Tuesday, January 8, 2019

FIGHTING IN CUBA AND HAILSTORM IN CORTLAND


1893 map of Cuba.

Cortland Evening Standard, Wednesday, May 27, 1896.

HOT FIGHTING IN CUBA.
Strong Indications of a Victory For Cubans.
BATTLE LASTED SEVERAL HOURS.
Spanish Claim to Have Inflicted a Defeat Upon the Insurgents, But Remains Silent Regarding Their Own Losses—Other Cuban War News.
   HAVANA, May 27.—A numerous band of insurgents attacked a party of cane cutters on the plantation of Armonia in the Sagua district, when the guerrilla force of Olavarietta came to their assistance and the insurgents were dispersed. A sergeant of guerrillas, one soldier and two laborers were killed.
   A detachment under Mendez encountered an insurgent band and killed one of them. The troops also had one killed and two wounded.
   General Suraez Valdez at the head of a force of 1,070 left Consolacion del Sur in Pinar del Rio. This force sustained a severe combat with a numerous band of insurgents, the majority of whom were infantry under Antonio Macao and Perico Diaz.

########################################

■ **Request a**: Please show every line of the records that contains the string "each".

########################################

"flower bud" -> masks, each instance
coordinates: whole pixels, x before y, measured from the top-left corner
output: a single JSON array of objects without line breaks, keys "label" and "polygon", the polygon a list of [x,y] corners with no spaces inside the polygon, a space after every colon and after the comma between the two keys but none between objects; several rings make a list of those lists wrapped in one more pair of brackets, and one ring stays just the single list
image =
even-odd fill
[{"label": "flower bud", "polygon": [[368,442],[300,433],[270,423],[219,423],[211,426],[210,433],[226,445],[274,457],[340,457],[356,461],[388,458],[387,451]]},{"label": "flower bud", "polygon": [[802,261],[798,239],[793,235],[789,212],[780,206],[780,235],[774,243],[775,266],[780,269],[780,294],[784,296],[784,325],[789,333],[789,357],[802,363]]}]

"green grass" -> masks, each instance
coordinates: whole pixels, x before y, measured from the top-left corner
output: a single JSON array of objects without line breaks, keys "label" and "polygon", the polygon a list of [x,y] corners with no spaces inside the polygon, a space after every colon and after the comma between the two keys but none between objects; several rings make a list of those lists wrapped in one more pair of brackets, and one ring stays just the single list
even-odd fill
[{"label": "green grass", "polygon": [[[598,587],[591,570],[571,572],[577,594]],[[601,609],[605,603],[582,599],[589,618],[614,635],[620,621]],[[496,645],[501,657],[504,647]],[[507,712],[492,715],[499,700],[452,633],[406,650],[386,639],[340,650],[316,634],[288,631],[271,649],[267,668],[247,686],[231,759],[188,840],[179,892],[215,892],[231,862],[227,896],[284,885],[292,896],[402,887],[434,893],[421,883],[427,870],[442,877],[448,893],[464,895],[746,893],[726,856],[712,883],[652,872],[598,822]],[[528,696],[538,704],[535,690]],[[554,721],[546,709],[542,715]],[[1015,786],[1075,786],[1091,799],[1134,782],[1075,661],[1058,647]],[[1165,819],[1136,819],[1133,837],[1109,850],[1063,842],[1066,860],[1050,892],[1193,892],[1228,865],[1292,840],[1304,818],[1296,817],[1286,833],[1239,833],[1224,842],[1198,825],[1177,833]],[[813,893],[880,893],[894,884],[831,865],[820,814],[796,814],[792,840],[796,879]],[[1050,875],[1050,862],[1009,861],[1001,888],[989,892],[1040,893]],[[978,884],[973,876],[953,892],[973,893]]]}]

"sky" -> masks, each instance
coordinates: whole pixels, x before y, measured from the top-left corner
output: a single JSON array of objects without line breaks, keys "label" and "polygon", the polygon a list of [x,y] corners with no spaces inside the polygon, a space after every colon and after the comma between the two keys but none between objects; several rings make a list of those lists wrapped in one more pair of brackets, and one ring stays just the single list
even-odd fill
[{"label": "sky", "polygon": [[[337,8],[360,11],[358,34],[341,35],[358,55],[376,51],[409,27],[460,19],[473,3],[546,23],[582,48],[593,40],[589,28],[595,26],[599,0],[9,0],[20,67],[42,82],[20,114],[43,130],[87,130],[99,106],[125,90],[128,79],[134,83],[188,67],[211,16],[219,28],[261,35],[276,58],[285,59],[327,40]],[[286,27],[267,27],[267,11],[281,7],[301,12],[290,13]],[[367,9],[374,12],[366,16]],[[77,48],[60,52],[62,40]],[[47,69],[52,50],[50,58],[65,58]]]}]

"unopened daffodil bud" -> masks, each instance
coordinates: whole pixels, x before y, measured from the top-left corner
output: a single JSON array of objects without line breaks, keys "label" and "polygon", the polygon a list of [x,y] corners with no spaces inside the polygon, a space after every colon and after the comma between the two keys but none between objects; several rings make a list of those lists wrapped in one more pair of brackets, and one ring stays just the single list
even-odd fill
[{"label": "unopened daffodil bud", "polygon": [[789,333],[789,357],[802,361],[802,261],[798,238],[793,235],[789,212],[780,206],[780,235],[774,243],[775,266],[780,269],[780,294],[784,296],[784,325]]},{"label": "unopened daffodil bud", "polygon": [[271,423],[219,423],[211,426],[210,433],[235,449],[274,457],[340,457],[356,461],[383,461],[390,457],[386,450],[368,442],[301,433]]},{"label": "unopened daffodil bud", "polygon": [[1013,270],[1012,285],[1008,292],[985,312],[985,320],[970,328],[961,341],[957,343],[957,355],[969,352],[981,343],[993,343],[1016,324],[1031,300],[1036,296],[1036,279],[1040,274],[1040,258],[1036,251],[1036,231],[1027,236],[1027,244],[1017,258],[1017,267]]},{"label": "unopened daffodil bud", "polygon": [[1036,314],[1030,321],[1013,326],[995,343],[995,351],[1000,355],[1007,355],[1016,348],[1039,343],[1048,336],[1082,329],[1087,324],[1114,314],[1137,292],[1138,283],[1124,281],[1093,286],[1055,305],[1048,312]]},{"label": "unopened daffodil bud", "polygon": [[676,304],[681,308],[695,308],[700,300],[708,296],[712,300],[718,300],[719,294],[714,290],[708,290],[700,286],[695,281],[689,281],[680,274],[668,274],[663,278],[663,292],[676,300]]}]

########################################

■ **Request b**:
Answer these questions about the Cuba war report:
(i) What date does the Cortland Evening Standard issue carry?
(ii) How large was the force General Suraez Valdez led out of Consolacion del Sur?
(iii) On which plantation did insurgents attack the cane cutters?

■ **Task output a**:
"flower bud" -> masks, each instance
"green grass" -> masks, each instance
"sky" -> masks, each instance
"unopened daffodil bud" -> masks, each instance

■ **Task output b**:
(i) Wednesday, May 27, 1896
(ii) 1,070
(iii) Armonia, in the Sagua district